Exercise instructions:
Output all the data below verbatim.

Records for processing:
↓

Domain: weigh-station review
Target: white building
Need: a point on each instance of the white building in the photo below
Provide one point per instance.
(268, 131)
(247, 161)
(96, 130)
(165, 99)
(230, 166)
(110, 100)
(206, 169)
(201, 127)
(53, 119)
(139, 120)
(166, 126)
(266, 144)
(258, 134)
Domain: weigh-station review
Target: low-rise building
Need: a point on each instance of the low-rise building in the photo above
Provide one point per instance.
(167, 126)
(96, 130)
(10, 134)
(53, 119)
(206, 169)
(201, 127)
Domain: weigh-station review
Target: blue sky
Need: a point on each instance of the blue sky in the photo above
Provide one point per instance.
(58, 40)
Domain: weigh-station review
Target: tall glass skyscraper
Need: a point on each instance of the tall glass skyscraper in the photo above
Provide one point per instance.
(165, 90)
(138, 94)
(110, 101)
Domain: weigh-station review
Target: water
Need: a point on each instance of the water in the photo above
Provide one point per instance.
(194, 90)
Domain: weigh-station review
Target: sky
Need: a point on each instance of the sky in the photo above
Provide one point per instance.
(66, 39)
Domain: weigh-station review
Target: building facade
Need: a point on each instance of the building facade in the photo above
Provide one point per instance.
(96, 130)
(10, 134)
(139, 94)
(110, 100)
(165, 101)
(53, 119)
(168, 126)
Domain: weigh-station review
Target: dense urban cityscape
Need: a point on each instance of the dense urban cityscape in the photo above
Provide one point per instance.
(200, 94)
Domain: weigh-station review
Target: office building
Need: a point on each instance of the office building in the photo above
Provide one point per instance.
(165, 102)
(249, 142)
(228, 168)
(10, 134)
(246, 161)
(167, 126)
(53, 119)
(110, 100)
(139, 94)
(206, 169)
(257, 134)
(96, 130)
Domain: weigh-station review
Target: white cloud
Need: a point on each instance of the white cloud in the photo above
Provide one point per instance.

↑

Written response:
Domain: weigh-station review
Target: white building
Need: a point on each instance of the white building in the photo below
Provide one point per instance.
(268, 131)
(247, 161)
(96, 130)
(165, 99)
(230, 166)
(110, 100)
(206, 169)
(201, 127)
(53, 119)
(139, 120)
(166, 126)
(266, 144)
(258, 134)
Domain: weigh-station review
Target: low-rise building
Need: a point on each instance of the low-rise building in the photo above
Provide one point per instance.
(167, 126)
(96, 130)
(10, 134)
(53, 119)
(206, 169)
(201, 127)
Domain: weigh-station review
Target: blue sky
Need: a point on each instance of the blue sky in the photo above
Provide one point per instance.
(58, 40)
Domain: weigh-station review
Target: tall glass skyscraper
Need: a point on each instance of the tall glass skyscraper in the photo above
Provide one point per instance.
(165, 90)
(138, 94)
(110, 101)
Domain: weigh-station review
Target: water
Need: a point on each instance of the water in the photo above
Provide one point per instance.
(194, 90)
Domain: weigh-station review
Target: sky
Need: a point on each instance of the sky in the photo above
Provide one point per instance.
(66, 39)
Domain: weigh-station review
Target: building facade
Need: a point on each instance of the building facade in the photo above
Provide one point per instance.
(96, 130)
(10, 134)
(139, 94)
(110, 100)
(165, 101)
(53, 119)
(168, 126)
Domain: weigh-station review
Target: dense urban cityscape
Need: a point on each instance of the dense urban cityscape in the photo above
Provide one point per instance.
(200, 94)
Domain: weigh-station review
Target: office building
Need: a point on each instance of the office building in the photo above
Provide one point per instance.
(165, 102)
(249, 142)
(228, 168)
(10, 134)
(246, 161)
(167, 126)
(53, 119)
(110, 100)
(139, 94)
(206, 169)
(257, 134)
(96, 130)
Domain: weigh-station review
Target: white cloud
Need: a point on each instance of the white cloud in the photo above
Provide one point per instance.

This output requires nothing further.